- _Goal of the exercise_
In the cheese-smoking thread, what kinds of wood are burning in the smoke generator?

# Today's cheese smoke w qview



## timtimmay (Feb 27, 2010)

I had the cold smoke generator going this morning so I figured I'd keep it going and do some cheese this afternoon.  This is my 2nd time smoking cheese.  Last time I just did a small brick of pepperjack.  Today I'm doing a little more.  I've got a brick of pepperjack, one of sharp cheddar, and one of colby.  There is a mixture of apple and hickory in the smoke generator.


----------



## meateater (Feb 27, 2010)

Nice, just don't get anxious, let it mellow. I have some that I'm letting sit for 2 months, I've learned patience since I quit smoking. "Smoking Cigarettes" that is.


----------



## timtimmay (Feb 28, 2010)

Got them packed away to wait for a while.  I only have ziploc bags (no food saver here).  How long is cheese good for after smoking?  Can I smoke up enough to get through the summer?

I was surprise by how much grease sweated out of the cheddar and colby.

It picked up a nice color.


----------



## walle (Feb 28, 2010)

Nice on the cheese.
Regarding how much/how long - I would have to have a dump truck size freezer to get me to summer - Damn Kids!


----------



## timtimmay (Feb 28, 2010)

I haven't liked freezing cheese in the past, it gets crumbly...


----------



## mballi3011 (Feb 28, 2010)

I really like your cheeses and I have to do some really soon too. Now as far as the length of time you can keep them in the refrig I would think for quite a long time thinking back to how long we have left cheeses in a zip-lock baggies. I'm not an expert but I would say around a month or so at least.


----------



## bassman (Feb 28, 2010)

Good looking cheese smoke.  I haven't tried any yet as my wife doesn't like smoked cheese.  Maybe I can do some just for myself.


----------



## timtimmay (Feb 28, 2010)

A month is about what I was figuring.  Basically if you smoke 2 weeks worth of cheese every other weekend, gives you enough time to let it sit for 2 weeks, spend 2 weeks eating it; a four week cycle started with 2 week offsets so you always have smoked cheeses.

I guess I could smoke at night in the summertime!


----------

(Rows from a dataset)
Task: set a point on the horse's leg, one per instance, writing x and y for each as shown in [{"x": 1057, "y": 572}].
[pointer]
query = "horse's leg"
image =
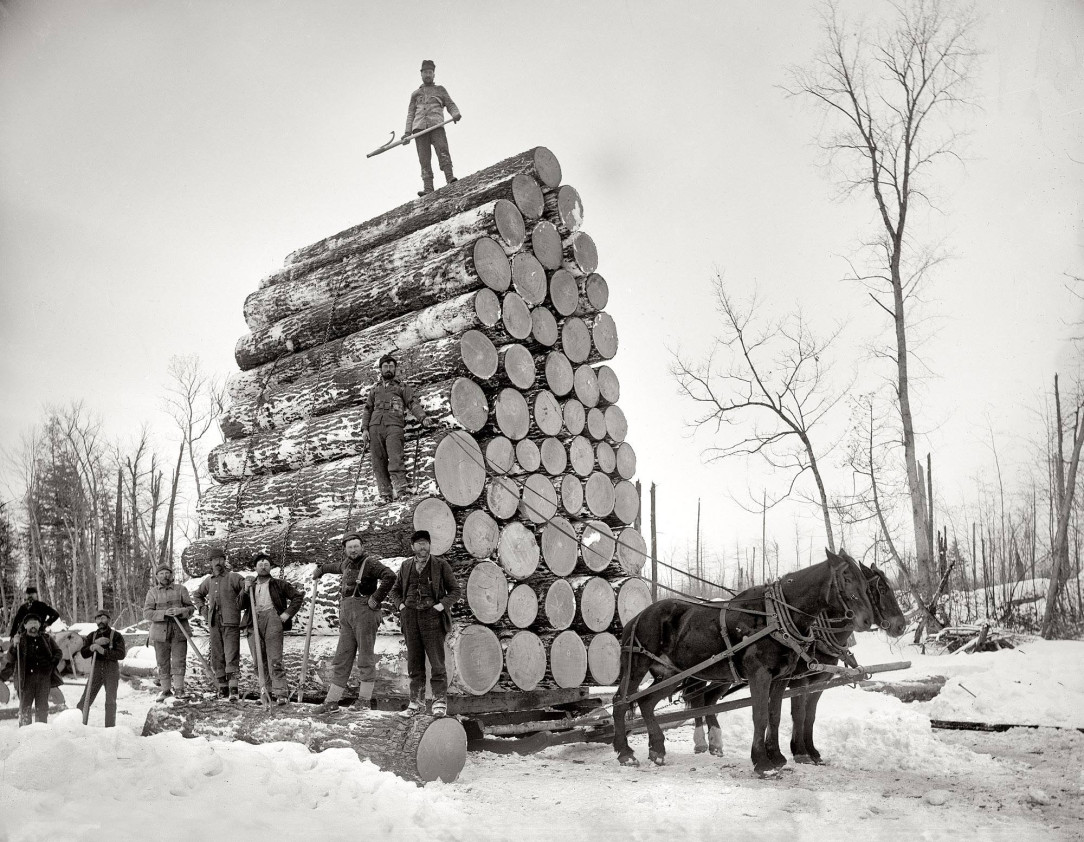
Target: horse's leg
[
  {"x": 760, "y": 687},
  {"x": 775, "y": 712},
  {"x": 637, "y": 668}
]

- _Answer to this exercise_
A mixture of apple and hickory.